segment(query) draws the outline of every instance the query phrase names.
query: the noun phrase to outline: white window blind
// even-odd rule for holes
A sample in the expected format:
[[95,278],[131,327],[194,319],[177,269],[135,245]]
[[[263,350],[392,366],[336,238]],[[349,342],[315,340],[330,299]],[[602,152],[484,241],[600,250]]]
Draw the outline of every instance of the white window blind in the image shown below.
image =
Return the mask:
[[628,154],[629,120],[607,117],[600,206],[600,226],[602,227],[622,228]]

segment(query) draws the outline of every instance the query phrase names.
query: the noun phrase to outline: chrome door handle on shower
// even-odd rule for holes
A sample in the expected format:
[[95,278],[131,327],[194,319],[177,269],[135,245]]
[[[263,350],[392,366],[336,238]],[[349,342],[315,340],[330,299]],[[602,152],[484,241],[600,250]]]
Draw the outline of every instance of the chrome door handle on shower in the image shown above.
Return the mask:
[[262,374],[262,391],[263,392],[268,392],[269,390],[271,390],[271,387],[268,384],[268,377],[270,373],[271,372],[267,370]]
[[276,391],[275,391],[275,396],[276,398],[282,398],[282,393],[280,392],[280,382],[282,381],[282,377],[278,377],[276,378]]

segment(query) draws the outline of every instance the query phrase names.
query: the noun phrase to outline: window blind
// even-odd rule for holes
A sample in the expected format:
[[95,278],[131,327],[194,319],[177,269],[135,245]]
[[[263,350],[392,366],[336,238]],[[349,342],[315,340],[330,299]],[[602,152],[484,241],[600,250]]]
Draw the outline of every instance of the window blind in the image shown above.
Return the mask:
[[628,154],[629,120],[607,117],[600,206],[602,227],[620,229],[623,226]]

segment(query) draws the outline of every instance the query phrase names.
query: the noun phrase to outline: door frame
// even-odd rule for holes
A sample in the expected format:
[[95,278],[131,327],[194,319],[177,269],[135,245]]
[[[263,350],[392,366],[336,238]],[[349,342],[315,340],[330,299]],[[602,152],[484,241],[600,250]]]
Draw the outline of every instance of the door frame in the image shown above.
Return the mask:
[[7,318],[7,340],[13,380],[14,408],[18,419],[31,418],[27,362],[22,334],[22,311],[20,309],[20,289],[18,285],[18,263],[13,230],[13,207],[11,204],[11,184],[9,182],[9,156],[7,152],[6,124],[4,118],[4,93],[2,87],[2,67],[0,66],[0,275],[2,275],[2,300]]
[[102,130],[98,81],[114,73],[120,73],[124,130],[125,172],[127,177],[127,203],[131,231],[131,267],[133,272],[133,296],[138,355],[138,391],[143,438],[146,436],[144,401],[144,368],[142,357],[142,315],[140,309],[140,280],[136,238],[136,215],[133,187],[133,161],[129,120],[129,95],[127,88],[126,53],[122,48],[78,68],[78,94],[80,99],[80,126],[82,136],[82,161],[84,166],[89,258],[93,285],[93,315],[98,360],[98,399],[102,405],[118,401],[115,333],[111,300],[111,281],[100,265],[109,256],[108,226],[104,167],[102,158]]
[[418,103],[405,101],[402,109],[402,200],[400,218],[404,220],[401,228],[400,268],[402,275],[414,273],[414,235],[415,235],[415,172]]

▶ About this exercise
Exact copies of all the records are to be printed.

▶ Answer below
segment(query) draws the outline of every instance the query phrase names.
query: the noun phrase to outline: white window blind
// even-odd rule for holes
A sample in the expected format:
[[95,278],[131,327],[194,319],[177,269],[135,245]]
[[[263,350],[392,366],[336,238]],[[349,342],[315,340],[330,299]],[[602,152],[484,241],[600,250]]]
Draw the outline of every instance of the white window blind in the image shown below.
image =
Return the mask:
[[628,154],[629,120],[607,117],[600,206],[600,226],[602,227],[622,228]]

segment(query) draws the outline of every instance the query phrase names.
query: the noun phrase to outline: chrome door handle on shower
// even-odd rule for holes
A sample in the expected format:
[[95,278],[131,327],[194,319],[177,269],[135,245]]
[[[263,350],[392,366],[336,238]],[[349,342],[315,340],[330,299]],[[602,152],[484,241],[600,250]]]
Draw the outline of every instance of the chrome door handle on shower in the image shown above.
Return the mask:
[[262,374],[262,391],[263,392],[268,392],[269,390],[271,390],[271,387],[268,384],[268,377],[270,373],[271,372],[267,370]]
[[276,391],[275,391],[275,396],[276,398],[282,398],[282,393],[280,392],[280,382],[282,381],[282,377],[278,377],[276,378]]

segment(query) draws the outline of every instance the query phrase names.
query: the noun phrase to outline: window blind
// even-odd rule for holes
A sample in the expected format:
[[95,278],[131,327],[194,319],[177,269],[135,245]]
[[[263,350],[392,366],[336,238]],[[349,342],[315,340],[330,299]],[[602,152],[484,241],[600,250]]]
Draw the outline of every instance of the window blind in the image shown above.
Return the mask:
[[628,154],[629,120],[607,117],[600,206],[602,227],[620,229],[623,226]]

segment(query) draws the outline of every instance the query phrase names.
query: the noun phrase to outline: door frame
// even-odd rule for holes
A sample in the expected format:
[[95,278],[131,327],[194,319],[177,269],[135,245]]
[[[263,350],[392,366],[336,238]],[[349,342],[315,340],[330,299]],[[602,152],[484,241],[600,250]]]
Draw the outline of every instance of the door frame in the image shown above.
Return the mask:
[[7,318],[7,340],[13,380],[14,408],[18,419],[31,418],[27,362],[22,334],[22,311],[20,309],[20,289],[18,285],[18,263],[13,230],[13,207],[11,204],[11,184],[9,182],[9,156],[7,152],[6,124],[4,118],[4,93],[2,87],[2,67],[0,66],[0,275],[2,275],[2,300]]
[[102,130],[98,81],[114,73],[120,73],[124,130],[125,172],[127,177],[127,203],[131,231],[131,267],[133,272],[133,296],[138,355],[138,391],[143,438],[146,436],[144,401],[144,368],[142,357],[142,315],[140,309],[140,280],[136,238],[136,215],[133,187],[133,161],[129,120],[129,95],[127,88],[126,53],[122,48],[78,68],[78,94],[80,99],[80,126],[82,136],[82,161],[84,166],[89,258],[93,285],[93,315],[98,360],[98,399],[102,405],[118,401],[115,333],[111,300],[111,281],[100,265],[109,256],[108,226],[104,167],[102,158]]
[[418,103],[405,101],[402,109],[402,200],[400,218],[404,220],[401,228],[400,268],[402,275],[414,273],[414,235],[415,235],[415,172]]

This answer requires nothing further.